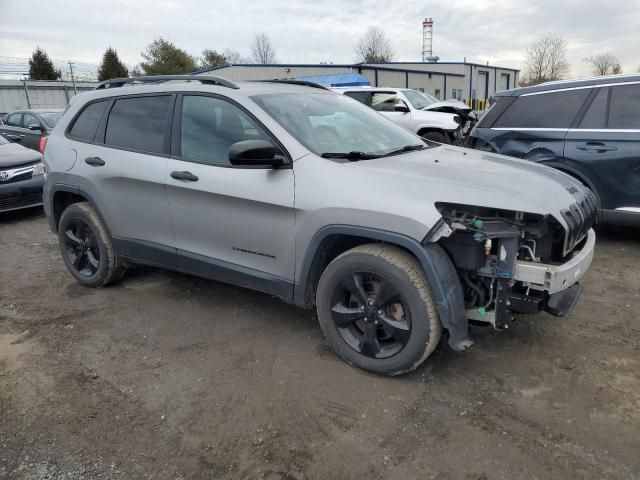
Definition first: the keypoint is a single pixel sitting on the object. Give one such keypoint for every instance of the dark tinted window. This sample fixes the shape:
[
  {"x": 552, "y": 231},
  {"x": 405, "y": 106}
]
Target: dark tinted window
[
  {"x": 14, "y": 120},
  {"x": 86, "y": 125},
  {"x": 597, "y": 113},
  {"x": 210, "y": 126},
  {"x": 29, "y": 120},
  {"x": 138, "y": 123},
  {"x": 547, "y": 110},
  {"x": 625, "y": 107},
  {"x": 362, "y": 97}
]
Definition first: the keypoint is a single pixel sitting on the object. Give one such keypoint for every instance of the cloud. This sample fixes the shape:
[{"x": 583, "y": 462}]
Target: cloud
[{"x": 497, "y": 31}]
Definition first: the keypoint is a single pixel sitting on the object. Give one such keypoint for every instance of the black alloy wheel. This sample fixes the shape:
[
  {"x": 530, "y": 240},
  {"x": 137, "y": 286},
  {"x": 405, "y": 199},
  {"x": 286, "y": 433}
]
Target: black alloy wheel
[
  {"x": 81, "y": 247},
  {"x": 371, "y": 315}
]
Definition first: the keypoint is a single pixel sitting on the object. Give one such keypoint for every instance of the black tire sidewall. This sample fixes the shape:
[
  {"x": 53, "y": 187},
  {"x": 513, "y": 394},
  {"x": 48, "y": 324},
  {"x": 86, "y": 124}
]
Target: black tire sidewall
[
  {"x": 413, "y": 352},
  {"x": 100, "y": 278}
]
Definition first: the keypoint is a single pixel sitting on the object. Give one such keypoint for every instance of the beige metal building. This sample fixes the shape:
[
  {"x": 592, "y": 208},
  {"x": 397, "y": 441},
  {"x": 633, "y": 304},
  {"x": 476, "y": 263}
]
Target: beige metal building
[{"x": 469, "y": 82}]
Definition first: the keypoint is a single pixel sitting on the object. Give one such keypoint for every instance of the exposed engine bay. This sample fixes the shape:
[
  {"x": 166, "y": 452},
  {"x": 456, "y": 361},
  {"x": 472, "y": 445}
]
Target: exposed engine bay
[{"x": 491, "y": 250}]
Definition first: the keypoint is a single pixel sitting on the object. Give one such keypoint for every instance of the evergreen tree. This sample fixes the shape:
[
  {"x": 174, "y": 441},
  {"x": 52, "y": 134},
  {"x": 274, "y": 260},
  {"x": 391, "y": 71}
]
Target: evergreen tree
[
  {"x": 211, "y": 58},
  {"x": 164, "y": 58},
  {"x": 111, "y": 66},
  {"x": 41, "y": 67}
]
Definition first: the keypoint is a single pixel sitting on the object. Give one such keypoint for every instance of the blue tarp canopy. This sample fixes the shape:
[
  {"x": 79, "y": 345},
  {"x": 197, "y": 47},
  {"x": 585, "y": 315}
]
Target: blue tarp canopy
[{"x": 338, "y": 80}]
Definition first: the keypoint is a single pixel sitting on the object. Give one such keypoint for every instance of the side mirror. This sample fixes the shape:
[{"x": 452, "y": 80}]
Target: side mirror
[
  {"x": 255, "y": 153},
  {"x": 401, "y": 107}
]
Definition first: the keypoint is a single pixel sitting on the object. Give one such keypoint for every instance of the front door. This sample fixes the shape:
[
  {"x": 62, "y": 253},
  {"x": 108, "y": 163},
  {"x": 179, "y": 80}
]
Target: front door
[
  {"x": 230, "y": 223},
  {"x": 606, "y": 147}
]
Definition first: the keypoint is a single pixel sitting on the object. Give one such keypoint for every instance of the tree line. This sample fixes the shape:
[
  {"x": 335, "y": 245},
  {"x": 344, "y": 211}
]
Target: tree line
[{"x": 545, "y": 59}]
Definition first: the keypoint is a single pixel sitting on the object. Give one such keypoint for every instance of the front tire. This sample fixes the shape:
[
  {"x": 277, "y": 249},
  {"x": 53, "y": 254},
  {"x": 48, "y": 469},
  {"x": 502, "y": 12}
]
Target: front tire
[
  {"x": 376, "y": 309},
  {"x": 86, "y": 247}
]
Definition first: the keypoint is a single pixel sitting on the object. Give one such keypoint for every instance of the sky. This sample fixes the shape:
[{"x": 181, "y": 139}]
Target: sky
[{"x": 312, "y": 31}]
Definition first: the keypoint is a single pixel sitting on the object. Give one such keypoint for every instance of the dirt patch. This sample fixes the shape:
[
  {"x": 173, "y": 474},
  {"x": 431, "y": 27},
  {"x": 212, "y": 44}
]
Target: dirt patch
[{"x": 170, "y": 376}]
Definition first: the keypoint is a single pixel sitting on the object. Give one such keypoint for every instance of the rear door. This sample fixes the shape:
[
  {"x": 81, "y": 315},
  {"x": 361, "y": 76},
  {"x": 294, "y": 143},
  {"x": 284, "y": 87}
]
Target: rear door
[
  {"x": 605, "y": 146},
  {"x": 534, "y": 126},
  {"x": 31, "y": 137},
  {"x": 236, "y": 220},
  {"x": 123, "y": 169},
  {"x": 12, "y": 127}
]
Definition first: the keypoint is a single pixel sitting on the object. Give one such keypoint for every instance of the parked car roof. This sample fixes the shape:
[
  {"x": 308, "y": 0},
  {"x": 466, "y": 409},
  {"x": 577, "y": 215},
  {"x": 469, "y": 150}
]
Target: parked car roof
[{"x": 575, "y": 83}]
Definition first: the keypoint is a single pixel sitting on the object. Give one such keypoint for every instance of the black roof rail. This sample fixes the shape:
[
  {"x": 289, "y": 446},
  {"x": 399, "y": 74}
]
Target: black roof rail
[
  {"x": 295, "y": 82},
  {"x": 205, "y": 79}
]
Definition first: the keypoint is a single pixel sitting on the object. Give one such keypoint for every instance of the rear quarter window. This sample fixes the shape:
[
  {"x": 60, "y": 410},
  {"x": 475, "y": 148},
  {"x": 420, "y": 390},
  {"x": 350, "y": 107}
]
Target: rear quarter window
[
  {"x": 544, "y": 110},
  {"x": 86, "y": 124},
  {"x": 624, "y": 112}
]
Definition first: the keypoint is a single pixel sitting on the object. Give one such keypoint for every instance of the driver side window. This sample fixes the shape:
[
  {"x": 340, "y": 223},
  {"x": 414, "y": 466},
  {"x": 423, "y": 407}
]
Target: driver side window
[
  {"x": 209, "y": 126},
  {"x": 30, "y": 121}
]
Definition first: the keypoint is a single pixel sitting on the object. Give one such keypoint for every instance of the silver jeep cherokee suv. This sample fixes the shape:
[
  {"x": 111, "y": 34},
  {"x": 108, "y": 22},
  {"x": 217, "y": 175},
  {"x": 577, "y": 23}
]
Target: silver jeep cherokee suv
[{"x": 290, "y": 189}]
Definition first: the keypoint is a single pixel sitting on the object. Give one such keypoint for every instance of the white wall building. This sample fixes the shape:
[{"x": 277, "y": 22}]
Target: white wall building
[{"x": 462, "y": 80}]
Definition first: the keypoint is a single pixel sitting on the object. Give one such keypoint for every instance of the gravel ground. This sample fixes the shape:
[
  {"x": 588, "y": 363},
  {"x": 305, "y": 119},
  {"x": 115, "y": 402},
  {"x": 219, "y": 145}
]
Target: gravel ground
[{"x": 166, "y": 376}]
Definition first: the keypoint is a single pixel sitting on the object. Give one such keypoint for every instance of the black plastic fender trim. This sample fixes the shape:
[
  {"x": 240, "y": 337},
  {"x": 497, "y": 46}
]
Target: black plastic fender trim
[{"x": 436, "y": 264}]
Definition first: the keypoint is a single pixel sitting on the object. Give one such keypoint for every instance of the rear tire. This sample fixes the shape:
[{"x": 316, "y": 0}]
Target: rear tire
[
  {"x": 436, "y": 137},
  {"x": 86, "y": 247},
  {"x": 376, "y": 309}
]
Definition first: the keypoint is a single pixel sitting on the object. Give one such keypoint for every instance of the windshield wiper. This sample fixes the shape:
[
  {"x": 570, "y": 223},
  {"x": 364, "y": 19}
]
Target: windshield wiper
[
  {"x": 350, "y": 155},
  {"x": 406, "y": 148}
]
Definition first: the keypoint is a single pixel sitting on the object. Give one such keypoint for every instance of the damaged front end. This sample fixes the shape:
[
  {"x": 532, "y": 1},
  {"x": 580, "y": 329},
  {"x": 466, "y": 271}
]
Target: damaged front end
[{"x": 515, "y": 262}]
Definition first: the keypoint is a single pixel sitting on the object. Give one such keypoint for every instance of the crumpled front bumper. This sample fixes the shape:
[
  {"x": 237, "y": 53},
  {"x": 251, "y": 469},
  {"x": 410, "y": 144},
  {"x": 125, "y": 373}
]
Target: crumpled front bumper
[{"x": 556, "y": 278}]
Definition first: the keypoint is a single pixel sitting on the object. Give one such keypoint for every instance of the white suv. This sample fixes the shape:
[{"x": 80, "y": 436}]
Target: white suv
[{"x": 408, "y": 108}]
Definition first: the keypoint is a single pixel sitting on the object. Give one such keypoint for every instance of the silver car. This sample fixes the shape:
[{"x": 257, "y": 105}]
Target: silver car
[{"x": 310, "y": 196}]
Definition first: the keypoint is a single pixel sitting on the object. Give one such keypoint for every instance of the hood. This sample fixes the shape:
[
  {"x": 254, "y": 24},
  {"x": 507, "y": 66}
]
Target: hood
[
  {"x": 14, "y": 155},
  {"x": 455, "y": 104},
  {"x": 470, "y": 177}
]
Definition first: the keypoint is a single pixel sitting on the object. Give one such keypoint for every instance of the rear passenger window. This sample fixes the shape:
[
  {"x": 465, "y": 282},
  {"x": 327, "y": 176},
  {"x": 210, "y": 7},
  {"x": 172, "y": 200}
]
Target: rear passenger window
- - -
Retype the records exactly, from the line containing "the black plastic" through the line containing "Target: black plastic fender trim", both lines included.

▶ _Task result_:
Definition first: the keypoint is a single pixel sitting on the object. Give one such keypoint for every instance of the black plastic fender trim. This sample fixes the shape:
[
  {"x": 240, "y": 337},
  {"x": 497, "y": 46}
]
Target: black plastic fender trim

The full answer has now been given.